===== TEXTE À LIRE

Marie Desjardins, auteur francophone nord-américaine, a publié plusieurs biographies et des écrits sur le jazz et la musique populaire (Sylvie-Johnny love story, Vic Vogel histoire de jazz). Elle se lance avec ce roman dans la carrière mythique d’un groupe de rock inventé, RIGHT, dont le nom est formé par les premières lettres de chaque homme du groupe (aucune femme). Outre le talent de chacun, Clive à la guitare basse, John puis Lincoln à la batterie, Bronte puis Mick au piano, c’est bien la voix de Roman, le chanteur, qui emporte tout. Il est le personnage principal, le héros, la star du rock.

Le dessin de couverture reproduit son portrait donné à la fin du livre, p.546, lorsqu’il était au tout début de sa vingtaine : « lors du concert spécial qu’il avait donné à Londres en 1968 pour souligner la sortie de [l’album] Right There, torse nu, pectoraux saillants, micro brandi devant sa bouche démesurément ouverte – une vraie gueule. » Curieusement, le puritanisme nord-américain qui monte censure les tétons, même des hommes. Or, l’auteur le montre, le rock est né dans les milieux populaires anglais des années 1960, Roman à Twickenham, et avait pour objectif de faire éclater le carcan rigide de conventions et de pudibonderie de la très petite bourgeoisie victorienne confite en macération religieuse. Le torse nu était de rigueur, sur scène et ailleurs, garçons comme filles, et les rock stars n’hésitaient pas à déambuler entièrement nus dans leurs loges ou autour des villas louées pour enregistrer les albums.

Le torse nu, montrer ses muscles, était le symbole viril du mâle qui s’affirmait, de l’artiste contre les valeurs du négoce et de l’abrutissement industriel, un appel sexuel et un symbole d’énergie. Car il y avait de la vie dans le rock, bien plus qu’aujourd’hui dans le rap ! Le bruit, le rythme, le cri, étaient autant que les inventions, les mélodies et les paroles, porteurs de sens. Il s’agissait de fusionner le temps d’un concert, de laisser entrevoir une autre vie, de porter le public dans un état que la société banale ne pouvait provoquer – sauf en guerre, peut-être.

==========
===== DONNÉES

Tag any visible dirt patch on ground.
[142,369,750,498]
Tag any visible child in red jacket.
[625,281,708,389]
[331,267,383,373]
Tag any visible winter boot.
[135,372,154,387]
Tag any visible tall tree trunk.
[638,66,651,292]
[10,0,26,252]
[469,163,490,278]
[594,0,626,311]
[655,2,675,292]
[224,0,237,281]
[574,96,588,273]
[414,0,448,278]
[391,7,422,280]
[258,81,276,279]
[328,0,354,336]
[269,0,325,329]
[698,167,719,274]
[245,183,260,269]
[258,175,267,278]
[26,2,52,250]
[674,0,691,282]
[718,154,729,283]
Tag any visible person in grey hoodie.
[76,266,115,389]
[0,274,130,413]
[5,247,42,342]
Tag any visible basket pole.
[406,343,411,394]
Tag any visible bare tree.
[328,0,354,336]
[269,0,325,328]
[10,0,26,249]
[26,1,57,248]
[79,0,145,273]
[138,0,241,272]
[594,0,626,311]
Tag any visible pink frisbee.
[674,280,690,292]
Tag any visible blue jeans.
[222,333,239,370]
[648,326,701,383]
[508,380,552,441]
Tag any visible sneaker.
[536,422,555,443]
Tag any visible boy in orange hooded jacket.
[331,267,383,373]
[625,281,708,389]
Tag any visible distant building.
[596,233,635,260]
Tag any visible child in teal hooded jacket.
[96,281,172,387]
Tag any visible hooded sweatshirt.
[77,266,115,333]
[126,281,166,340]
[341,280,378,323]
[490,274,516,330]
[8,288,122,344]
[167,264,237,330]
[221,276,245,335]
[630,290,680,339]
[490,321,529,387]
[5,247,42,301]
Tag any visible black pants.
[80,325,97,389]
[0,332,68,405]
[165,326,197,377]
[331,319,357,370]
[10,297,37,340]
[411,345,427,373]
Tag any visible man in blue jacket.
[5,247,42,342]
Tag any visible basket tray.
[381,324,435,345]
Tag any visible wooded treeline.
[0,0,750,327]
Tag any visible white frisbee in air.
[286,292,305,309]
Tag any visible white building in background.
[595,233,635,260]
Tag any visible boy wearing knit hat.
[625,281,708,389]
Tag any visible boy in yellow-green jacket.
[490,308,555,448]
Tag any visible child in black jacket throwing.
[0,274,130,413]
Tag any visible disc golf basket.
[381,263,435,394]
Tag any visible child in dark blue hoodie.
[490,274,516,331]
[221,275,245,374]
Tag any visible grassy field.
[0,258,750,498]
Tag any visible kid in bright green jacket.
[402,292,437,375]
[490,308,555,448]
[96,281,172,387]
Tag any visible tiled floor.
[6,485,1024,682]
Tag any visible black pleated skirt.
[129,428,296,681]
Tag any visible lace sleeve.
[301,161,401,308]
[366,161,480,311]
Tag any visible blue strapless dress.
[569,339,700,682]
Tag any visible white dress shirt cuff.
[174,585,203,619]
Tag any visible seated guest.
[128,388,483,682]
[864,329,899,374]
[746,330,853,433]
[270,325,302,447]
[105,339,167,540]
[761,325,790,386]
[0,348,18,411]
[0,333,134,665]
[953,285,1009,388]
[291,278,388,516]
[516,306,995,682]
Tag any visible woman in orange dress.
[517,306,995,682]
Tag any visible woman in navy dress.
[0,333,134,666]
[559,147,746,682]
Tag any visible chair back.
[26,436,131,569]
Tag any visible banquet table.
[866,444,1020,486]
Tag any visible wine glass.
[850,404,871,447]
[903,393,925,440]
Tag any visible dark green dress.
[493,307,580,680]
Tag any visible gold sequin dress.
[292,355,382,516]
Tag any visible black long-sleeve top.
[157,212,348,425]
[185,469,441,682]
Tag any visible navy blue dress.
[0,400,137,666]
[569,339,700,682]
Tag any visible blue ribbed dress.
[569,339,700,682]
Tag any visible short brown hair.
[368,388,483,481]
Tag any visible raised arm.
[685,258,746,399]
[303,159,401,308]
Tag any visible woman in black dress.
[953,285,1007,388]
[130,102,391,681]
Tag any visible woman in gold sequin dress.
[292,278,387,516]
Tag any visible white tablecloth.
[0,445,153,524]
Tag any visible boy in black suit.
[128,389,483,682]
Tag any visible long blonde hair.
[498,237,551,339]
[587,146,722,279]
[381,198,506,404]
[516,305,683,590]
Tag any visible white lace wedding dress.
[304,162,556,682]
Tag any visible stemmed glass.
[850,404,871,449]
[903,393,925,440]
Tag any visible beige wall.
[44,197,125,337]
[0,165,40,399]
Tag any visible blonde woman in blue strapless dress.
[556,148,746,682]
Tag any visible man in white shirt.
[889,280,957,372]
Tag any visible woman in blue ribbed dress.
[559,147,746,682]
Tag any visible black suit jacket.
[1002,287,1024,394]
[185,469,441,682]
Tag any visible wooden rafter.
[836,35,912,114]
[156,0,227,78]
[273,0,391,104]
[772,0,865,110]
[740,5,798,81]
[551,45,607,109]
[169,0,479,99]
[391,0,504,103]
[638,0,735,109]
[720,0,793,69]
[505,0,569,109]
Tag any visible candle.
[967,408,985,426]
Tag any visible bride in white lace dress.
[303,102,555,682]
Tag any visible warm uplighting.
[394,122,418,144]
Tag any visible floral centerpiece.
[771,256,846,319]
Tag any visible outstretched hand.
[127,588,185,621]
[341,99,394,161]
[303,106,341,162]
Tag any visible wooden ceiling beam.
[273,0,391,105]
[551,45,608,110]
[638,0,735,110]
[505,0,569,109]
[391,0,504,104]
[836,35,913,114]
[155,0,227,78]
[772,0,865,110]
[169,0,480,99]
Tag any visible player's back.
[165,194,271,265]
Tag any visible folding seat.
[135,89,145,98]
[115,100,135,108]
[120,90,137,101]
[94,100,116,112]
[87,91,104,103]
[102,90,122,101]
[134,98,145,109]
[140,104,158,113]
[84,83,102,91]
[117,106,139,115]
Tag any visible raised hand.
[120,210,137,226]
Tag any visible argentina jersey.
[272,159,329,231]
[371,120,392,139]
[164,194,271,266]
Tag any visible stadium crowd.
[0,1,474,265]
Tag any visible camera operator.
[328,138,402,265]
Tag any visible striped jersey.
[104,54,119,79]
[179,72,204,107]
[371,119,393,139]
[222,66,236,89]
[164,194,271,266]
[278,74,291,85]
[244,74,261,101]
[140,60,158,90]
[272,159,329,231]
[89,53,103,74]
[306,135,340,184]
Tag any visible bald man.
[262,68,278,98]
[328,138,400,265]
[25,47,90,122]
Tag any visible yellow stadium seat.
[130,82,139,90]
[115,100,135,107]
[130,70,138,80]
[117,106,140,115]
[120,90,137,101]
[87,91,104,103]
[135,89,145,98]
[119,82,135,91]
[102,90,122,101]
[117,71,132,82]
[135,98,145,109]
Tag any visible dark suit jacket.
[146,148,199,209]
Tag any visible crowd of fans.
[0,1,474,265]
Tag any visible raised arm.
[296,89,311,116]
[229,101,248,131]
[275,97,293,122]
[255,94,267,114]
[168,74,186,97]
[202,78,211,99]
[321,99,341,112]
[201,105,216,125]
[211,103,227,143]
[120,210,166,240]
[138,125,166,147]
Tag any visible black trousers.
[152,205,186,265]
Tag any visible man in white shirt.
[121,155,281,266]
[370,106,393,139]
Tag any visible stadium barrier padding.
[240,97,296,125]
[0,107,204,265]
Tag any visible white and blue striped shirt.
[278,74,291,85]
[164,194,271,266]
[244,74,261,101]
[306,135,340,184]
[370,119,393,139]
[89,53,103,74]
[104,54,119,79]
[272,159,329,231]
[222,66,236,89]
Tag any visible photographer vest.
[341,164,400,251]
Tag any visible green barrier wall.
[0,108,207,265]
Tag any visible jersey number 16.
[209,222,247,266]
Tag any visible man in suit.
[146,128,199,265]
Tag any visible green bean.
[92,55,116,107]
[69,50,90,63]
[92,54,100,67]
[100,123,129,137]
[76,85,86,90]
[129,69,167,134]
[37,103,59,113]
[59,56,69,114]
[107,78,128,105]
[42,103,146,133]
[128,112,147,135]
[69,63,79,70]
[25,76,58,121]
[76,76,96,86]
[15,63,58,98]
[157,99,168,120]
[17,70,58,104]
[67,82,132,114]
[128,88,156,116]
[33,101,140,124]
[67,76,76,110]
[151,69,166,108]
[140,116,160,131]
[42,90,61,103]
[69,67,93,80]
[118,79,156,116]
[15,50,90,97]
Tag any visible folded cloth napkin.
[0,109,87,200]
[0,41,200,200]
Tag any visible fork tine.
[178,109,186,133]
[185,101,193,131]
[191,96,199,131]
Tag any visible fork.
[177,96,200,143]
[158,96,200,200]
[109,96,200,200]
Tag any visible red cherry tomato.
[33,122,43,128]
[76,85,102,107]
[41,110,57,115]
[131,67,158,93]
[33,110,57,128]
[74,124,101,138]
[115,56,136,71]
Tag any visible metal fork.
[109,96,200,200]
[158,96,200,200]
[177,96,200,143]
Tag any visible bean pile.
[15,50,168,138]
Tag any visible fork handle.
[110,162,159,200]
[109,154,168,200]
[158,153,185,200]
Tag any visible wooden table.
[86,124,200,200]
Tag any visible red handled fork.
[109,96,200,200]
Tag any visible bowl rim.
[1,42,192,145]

==========

D'après le texte sur le roman de rock, comment le nom du groupe RIGHT est-il formé ?

Il est formé par les premières lettres de chaque homme du groupe.